# Data shown

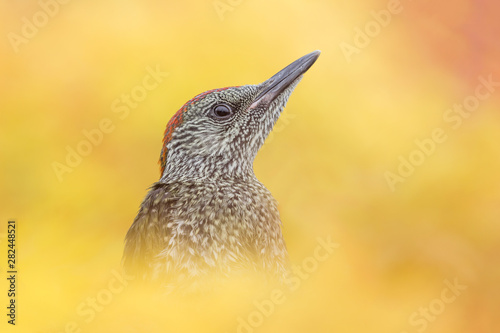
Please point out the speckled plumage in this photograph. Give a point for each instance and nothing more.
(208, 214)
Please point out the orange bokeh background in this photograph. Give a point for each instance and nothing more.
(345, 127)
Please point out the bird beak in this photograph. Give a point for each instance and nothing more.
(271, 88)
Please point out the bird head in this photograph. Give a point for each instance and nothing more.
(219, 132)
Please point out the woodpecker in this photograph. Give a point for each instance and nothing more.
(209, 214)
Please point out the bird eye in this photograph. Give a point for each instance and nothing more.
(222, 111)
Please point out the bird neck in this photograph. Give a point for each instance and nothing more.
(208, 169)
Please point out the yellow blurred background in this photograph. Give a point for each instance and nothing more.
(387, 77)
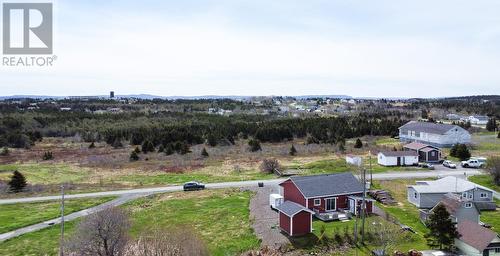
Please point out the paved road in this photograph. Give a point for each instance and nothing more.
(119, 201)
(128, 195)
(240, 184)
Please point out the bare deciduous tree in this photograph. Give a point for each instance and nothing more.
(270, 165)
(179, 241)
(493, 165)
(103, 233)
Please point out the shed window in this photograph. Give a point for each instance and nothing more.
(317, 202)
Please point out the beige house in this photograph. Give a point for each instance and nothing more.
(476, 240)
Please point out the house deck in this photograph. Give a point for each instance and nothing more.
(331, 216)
* * *
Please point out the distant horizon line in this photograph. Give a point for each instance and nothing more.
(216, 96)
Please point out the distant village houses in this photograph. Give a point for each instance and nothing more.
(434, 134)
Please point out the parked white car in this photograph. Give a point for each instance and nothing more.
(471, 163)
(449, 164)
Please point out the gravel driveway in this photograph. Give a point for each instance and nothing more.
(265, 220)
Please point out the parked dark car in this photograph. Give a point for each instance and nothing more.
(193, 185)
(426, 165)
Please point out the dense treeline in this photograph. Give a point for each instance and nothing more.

# Goal of the exercise
Switch "parked" to "stationary" in the records, starting with the line with "Please point out the distant village" and going on through the line with "Please point out the dense". Return only those lines, with nothing else changed.

# Output of the task
Please point out the distant village houses in this photograph. Give a point for each instance and nothing more.
(434, 134)
Please point out the stationary white car in this photograph. Give a point for each instance and nothing more.
(471, 163)
(449, 164)
Please point out the gravel driveway in this photograph. Give a point for each instance and nothing more.
(265, 220)
Please point out the stationary dark car in this photograph. Give a point for each instance and nothing more.
(193, 185)
(426, 165)
Please point out the dense treeline in this photograph. Give a point for each instance and nothing more.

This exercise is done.